Friday, January 7, 2011

Take this bread, Given for you...

Growing up, my family went to church pretty regularly. Since my mother was an organist, it was pretty much a required call of duty.  Not to be left out of the fun, my Dad was instructed to participate in church activities.  He served on various committees, handed out bulletins, greeted new members…And once a month, he’d help our pastor with Holy Communion. 

My dad was a pretty quiet, reserved individual…and socially awkward.  After the initial “Hello” he’d struggle to carry on a conversation.  One thing he was good at was holding a grudge if he didn’t like you. 

On Communion Sundays, as we called it, Dad would wear one of those Pastor-y type robes and stand at the front of the church.  A Pastoral wingman if you will.  He was entrusted with administering the body of Christ to congregants.  I know a lot of churches hand out those Styrofoam wafers.  My church used a big loaf of bread…

Anyway, after blessing the bread and wine, the grand event would start.  One by one, rows of pews were instructed to rise and walk to the front of the sanctuary.  After everyone knelt, the cavalcade of communion goodies made its way down the line of recipients.

Our Pastor was always hands free so he could bless the children and whisper whatever it was he whispered to worshippers…My dad would then break off a piece of bread and place it into the mouth of the communal participant.  Another person carrying the tray of wine would follow.

- Data excerpts
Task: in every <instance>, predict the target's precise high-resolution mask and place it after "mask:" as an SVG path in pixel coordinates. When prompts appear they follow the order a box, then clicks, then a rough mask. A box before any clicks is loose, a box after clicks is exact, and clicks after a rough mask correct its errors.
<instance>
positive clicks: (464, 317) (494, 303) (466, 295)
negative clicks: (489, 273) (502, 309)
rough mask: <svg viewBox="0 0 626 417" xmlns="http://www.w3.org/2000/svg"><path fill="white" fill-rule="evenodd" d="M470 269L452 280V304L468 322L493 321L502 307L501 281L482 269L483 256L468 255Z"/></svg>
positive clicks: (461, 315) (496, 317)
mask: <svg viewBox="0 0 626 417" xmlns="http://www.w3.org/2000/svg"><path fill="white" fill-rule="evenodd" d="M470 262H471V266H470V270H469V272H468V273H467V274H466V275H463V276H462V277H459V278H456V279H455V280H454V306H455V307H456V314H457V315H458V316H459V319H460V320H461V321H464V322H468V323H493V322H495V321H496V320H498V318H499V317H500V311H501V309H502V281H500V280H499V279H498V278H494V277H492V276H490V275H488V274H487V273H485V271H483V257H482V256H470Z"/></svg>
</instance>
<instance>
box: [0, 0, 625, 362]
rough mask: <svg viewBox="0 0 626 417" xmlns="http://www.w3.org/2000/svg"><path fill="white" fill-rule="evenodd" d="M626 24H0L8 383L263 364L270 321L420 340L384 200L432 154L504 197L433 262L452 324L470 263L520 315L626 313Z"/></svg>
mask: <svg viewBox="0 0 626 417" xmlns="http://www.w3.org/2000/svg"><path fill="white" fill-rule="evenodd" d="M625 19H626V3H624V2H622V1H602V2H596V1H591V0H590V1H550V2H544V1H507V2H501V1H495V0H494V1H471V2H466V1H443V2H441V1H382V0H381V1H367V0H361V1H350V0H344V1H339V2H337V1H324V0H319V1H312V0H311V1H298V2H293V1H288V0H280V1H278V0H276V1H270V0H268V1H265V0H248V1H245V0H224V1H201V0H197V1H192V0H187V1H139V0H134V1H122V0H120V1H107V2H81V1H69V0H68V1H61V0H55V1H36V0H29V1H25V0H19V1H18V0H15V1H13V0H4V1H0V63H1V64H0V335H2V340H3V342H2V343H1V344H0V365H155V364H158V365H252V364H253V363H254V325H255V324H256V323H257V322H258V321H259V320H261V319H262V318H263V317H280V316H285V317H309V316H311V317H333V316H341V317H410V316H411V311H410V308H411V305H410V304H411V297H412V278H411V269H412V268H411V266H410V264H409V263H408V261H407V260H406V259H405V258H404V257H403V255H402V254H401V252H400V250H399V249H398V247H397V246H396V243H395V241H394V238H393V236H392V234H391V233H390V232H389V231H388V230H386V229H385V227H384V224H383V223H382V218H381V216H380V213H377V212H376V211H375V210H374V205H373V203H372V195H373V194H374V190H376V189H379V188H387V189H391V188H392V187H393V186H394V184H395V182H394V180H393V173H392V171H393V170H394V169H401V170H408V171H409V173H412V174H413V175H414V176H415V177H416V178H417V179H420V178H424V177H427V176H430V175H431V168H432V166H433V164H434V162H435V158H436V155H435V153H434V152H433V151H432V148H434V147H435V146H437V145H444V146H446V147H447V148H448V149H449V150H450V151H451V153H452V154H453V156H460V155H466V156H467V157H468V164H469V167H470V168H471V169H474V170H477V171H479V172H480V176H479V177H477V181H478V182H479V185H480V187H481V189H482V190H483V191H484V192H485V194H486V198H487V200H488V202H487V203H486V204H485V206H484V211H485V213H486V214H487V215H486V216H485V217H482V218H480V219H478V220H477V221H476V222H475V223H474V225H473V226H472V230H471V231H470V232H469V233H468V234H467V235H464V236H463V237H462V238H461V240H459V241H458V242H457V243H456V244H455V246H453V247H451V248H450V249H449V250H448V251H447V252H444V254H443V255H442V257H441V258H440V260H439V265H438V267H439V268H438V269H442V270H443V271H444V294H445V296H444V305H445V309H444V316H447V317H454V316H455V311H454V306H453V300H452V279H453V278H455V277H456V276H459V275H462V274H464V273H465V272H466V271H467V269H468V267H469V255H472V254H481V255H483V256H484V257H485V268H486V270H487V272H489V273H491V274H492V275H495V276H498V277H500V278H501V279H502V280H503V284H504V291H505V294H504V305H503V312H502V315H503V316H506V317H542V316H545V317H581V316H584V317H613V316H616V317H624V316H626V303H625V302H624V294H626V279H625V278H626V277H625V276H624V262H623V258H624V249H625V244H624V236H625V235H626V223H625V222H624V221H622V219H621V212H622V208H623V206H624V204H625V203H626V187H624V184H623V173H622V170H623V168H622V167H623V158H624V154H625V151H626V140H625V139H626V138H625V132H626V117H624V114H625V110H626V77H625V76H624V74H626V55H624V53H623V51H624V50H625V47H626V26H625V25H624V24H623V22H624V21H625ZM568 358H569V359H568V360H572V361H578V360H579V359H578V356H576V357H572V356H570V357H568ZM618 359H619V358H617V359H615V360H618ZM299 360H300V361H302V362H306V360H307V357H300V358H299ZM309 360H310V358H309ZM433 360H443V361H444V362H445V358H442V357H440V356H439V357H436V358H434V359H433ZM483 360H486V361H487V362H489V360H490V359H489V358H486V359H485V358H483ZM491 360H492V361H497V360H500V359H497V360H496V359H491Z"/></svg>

- Exercise instructions
1/ Repeat the passage from the Communion Sunday post, starting with "Friday, January 7, 2011" and going on through "with Holy Communion.".
2/ In the Communion Sunday post, what did the narrator's church use for Communion instead of Styrofoam wafers?
3/ Take the Communion Sunday post further, writing on from its final sentence.
The listing is separate material and is not part of the Communion Sunday post.

- Answers for each item
1/
Friday, January 7, 2011

Take this bread, Given for you...

Growing up, my family went to church pretty regularly. Since my mother was an organist, it was pretty much a required call of duty.  Not to be left out of the fun, my Dad was instructed to participate in church activities.  He served on various committees, handed out bulletins, greeted new members…And once a month, he’d help our pastor with Holy Communion.

2/ A big loaf of bread.

3/
It was during this ritual that the random person who at one time in the prior month pissed off my Dad, was unveiled.  He’d never confront them outright…You know, talk it out, resolve differences, “agree to disagree”… He’d just break off an extra hearty portion of the Body of Christ.  Like golf ball big.  Then he’d place the wad into the unlucky recipient’s mouth.  The tiny cup of wine that followed didn’t have a chance in hell washing it down.  It was a chewy dough ball. 

Before the person had a chance to realize what had just happened, the row was dismissed and was instructed to return to their seat.  Dad would stand up front, straight faced, amused as he watched the person stand and walk away while chewing…likely needing to pick their teeth.

And how do I know he did all this intentionally?  He told me.  Said he loved seeing the surprised expression on the person as they held their mouth open.  The confused look of “What the hell just happened?” as they struggled to chew quickly.

He swore me to secrecy knowing he’d catch all kinds of hell from my mom.  So I’ll just share his secret with you….

I know I'm going to hell...


  1. Ha. I like his style. He should have mixed things up by adding shoving things inside the bread.

    Like a button. Or a coin. Or perhaps even a tooth.

  2. Zibbs - HAHA! Good idea...Can you imagine someone spitting out a tooth? EW!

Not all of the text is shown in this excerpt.